Цель задания: Верни из перечня все строки, в которых встречается слово «concrete».

Имеющиеся данные:

▼

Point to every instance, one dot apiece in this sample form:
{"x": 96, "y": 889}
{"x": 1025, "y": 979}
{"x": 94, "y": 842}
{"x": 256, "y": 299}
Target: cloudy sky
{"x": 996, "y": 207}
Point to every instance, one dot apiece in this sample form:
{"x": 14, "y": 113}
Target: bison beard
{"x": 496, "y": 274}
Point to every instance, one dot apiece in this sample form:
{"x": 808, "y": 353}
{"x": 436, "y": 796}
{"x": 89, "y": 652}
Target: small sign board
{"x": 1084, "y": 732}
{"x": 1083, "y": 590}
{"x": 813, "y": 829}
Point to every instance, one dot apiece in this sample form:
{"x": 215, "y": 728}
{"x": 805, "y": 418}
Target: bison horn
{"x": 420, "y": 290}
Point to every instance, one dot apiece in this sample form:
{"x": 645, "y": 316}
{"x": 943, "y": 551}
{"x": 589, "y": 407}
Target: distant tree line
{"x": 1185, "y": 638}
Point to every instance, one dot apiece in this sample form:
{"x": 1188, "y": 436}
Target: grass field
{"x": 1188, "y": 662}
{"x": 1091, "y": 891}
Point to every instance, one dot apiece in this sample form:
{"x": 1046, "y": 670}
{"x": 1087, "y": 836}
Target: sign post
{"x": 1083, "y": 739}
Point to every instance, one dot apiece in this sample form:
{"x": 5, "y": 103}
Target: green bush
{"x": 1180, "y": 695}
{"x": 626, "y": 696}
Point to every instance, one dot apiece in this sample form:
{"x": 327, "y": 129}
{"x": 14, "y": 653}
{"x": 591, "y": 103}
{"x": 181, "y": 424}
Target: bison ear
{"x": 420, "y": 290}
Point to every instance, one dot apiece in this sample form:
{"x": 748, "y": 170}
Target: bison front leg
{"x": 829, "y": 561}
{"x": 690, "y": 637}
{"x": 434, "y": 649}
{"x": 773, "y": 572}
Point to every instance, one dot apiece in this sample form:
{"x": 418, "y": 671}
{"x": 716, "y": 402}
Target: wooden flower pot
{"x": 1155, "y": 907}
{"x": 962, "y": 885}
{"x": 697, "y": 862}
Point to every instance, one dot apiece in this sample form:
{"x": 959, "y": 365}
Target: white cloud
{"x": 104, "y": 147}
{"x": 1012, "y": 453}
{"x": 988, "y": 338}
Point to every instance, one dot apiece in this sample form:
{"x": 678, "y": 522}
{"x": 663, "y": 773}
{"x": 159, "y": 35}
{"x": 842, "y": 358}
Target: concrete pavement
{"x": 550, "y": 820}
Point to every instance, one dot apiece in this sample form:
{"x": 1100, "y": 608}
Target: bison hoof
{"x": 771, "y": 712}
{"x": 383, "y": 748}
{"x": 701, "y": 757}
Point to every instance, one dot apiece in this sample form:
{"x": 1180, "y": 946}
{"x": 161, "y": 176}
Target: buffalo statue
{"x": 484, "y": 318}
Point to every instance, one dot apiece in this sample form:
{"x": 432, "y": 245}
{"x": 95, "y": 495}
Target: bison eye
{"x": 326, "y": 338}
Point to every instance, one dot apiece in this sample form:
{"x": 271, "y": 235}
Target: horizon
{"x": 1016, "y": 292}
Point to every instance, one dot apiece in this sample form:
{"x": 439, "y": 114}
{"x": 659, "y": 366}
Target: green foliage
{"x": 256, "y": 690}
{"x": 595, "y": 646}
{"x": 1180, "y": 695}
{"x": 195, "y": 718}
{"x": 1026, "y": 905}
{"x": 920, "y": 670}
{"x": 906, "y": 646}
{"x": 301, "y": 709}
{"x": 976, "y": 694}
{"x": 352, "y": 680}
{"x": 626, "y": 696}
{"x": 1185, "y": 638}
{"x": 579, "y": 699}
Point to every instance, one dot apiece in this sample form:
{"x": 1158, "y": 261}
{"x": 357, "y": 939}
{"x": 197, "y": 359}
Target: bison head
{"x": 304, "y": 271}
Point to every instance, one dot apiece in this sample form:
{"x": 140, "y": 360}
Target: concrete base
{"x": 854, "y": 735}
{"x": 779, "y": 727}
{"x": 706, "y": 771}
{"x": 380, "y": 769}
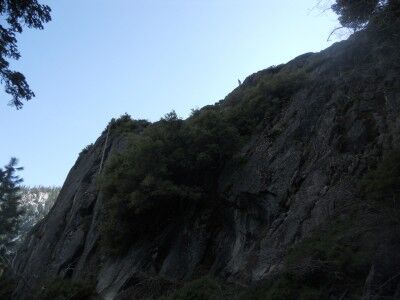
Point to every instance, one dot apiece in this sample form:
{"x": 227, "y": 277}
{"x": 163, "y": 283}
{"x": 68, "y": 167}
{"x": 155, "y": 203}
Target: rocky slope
{"x": 301, "y": 170}
{"x": 36, "y": 203}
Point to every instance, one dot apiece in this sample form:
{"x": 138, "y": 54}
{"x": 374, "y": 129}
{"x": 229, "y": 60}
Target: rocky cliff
{"x": 301, "y": 171}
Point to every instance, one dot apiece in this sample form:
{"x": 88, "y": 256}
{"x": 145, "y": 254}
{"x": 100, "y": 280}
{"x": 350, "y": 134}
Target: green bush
{"x": 61, "y": 289}
{"x": 7, "y": 284}
{"x": 204, "y": 288}
{"x": 171, "y": 164}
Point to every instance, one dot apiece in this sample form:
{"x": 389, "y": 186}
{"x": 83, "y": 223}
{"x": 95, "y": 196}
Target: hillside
{"x": 36, "y": 203}
{"x": 270, "y": 193}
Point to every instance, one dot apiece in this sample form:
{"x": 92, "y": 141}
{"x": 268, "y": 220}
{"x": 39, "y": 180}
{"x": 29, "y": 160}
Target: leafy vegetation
{"x": 15, "y": 15}
{"x": 335, "y": 260}
{"x": 10, "y": 211}
{"x": 174, "y": 164}
{"x": 61, "y": 289}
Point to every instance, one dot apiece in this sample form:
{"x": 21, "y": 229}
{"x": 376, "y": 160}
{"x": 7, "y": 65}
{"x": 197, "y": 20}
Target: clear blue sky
{"x": 98, "y": 59}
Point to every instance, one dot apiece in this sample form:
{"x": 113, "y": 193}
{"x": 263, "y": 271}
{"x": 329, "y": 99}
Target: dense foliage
{"x": 61, "y": 289}
{"x": 9, "y": 204}
{"x": 356, "y": 14}
{"x": 15, "y": 15}
{"x": 174, "y": 163}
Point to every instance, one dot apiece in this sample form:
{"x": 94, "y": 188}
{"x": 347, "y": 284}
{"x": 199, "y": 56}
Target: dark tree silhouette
{"x": 15, "y": 15}
{"x": 9, "y": 204}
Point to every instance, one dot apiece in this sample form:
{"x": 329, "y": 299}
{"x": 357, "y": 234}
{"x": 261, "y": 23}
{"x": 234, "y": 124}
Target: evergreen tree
{"x": 9, "y": 204}
{"x": 15, "y": 14}
{"x": 357, "y": 14}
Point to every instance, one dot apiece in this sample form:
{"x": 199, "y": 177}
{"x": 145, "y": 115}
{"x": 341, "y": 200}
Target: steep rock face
{"x": 300, "y": 169}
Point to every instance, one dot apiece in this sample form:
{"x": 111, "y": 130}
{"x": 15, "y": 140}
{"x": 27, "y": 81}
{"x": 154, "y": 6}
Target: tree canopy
{"x": 356, "y": 14}
{"x": 17, "y": 14}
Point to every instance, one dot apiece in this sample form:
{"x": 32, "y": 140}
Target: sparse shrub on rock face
{"x": 61, "y": 289}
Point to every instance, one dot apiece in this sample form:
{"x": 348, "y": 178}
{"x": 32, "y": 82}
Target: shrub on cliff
{"x": 60, "y": 289}
{"x": 172, "y": 164}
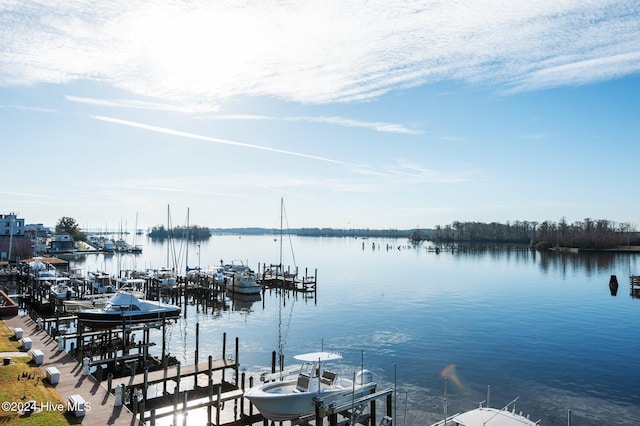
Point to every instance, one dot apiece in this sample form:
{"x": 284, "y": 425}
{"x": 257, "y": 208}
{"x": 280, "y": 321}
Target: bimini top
{"x": 318, "y": 356}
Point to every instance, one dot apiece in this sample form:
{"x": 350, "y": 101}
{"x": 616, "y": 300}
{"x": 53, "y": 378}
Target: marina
{"x": 413, "y": 310}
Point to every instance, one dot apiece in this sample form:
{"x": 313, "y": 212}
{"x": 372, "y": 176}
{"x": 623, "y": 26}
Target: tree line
{"x": 197, "y": 233}
{"x": 586, "y": 234}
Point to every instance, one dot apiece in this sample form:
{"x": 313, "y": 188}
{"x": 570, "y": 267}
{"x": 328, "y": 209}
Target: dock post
{"x": 243, "y": 389}
{"x": 237, "y": 358}
{"x": 218, "y": 407}
{"x": 178, "y": 379}
{"x": 146, "y": 382}
{"x": 184, "y": 409}
{"x": 224, "y": 352}
{"x": 197, "y": 347}
{"x": 165, "y": 363}
{"x": 175, "y": 405}
{"x": 210, "y": 389}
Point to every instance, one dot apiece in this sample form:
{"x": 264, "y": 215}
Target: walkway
{"x": 72, "y": 381}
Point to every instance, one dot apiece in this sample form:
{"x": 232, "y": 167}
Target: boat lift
{"x": 351, "y": 408}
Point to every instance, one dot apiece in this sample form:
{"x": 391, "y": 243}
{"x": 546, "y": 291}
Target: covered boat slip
{"x": 315, "y": 390}
{"x": 125, "y": 308}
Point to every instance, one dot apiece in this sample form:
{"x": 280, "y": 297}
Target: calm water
{"x": 540, "y": 327}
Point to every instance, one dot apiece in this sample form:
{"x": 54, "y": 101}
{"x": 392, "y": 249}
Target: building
{"x": 11, "y": 225}
{"x": 61, "y": 243}
{"x": 14, "y": 245}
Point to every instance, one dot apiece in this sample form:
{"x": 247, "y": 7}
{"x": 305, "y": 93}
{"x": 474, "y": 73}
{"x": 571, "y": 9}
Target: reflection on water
{"x": 541, "y": 326}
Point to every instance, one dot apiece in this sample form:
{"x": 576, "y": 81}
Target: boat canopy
{"x": 318, "y": 356}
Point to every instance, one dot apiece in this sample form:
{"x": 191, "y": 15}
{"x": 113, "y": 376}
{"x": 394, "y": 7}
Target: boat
{"x": 165, "y": 278}
{"x": 61, "y": 289}
{"x": 101, "y": 283}
{"x": 485, "y": 415}
{"x": 290, "y": 399}
{"x": 244, "y": 282}
{"x": 125, "y": 307}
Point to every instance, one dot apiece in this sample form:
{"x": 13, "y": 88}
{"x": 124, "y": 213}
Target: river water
{"x": 538, "y": 326}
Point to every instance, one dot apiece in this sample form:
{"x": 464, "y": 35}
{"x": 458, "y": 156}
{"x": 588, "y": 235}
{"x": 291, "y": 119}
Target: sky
{"x": 358, "y": 114}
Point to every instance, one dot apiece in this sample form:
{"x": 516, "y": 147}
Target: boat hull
{"x": 100, "y": 320}
{"x": 278, "y": 401}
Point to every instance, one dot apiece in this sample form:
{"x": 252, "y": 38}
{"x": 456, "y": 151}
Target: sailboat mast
{"x": 186, "y": 256}
{"x": 281, "y": 219}
{"x": 168, "y": 235}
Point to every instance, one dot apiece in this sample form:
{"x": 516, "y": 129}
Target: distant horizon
{"x": 479, "y": 111}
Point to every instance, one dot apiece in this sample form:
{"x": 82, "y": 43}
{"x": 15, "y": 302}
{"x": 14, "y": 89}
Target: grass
{"x": 23, "y": 381}
{"x": 8, "y": 342}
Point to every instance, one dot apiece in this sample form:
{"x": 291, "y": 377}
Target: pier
{"x": 635, "y": 286}
{"x": 113, "y": 371}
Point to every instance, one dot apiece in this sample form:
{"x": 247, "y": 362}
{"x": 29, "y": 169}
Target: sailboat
{"x": 291, "y": 399}
{"x": 125, "y": 307}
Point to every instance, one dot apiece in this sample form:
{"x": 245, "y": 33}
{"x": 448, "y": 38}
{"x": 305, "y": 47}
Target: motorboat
{"x": 101, "y": 283}
{"x": 165, "y": 278}
{"x": 61, "y": 289}
{"x": 290, "y": 399}
{"x": 485, "y": 415}
{"x": 125, "y": 308}
{"x": 244, "y": 282}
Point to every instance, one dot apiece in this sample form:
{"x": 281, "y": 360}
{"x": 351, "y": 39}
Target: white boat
{"x": 482, "y": 416}
{"x": 291, "y": 399}
{"x": 61, "y": 289}
{"x": 125, "y": 307}
{"x": 101, "y": 283}
{"x": 165, "y": 278}
{"x": 244, "y": 282}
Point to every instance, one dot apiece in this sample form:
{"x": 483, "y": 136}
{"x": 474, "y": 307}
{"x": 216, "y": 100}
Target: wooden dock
{"x": 72, "y": 380}
{"x": 635, "y": 286}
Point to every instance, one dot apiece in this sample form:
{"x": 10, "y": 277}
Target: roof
{"x": 318, "y": 356}
{"x": 492, "y": 417}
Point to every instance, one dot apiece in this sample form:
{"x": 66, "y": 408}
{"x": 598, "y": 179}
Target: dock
{"x": 72, "y": 380}
{"x": 635, "y": 286}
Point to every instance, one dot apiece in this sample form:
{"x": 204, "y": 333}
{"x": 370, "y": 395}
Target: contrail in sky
{"x": 215, "y": 140}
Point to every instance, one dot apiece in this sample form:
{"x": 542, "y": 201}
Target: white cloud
{"x": 315, "y": 52}
{"x": 340, "y": 121}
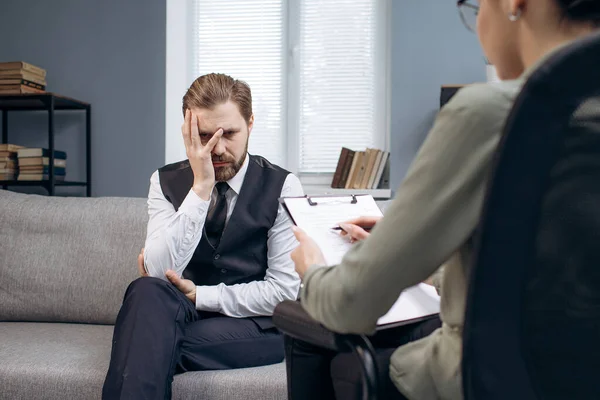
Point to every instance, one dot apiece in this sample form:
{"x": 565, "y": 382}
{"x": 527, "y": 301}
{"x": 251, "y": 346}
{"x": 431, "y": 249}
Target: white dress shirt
{"x": 172, "y": 238}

▲

Результат упражнения:
Target: concrete pavement
Target: concrete base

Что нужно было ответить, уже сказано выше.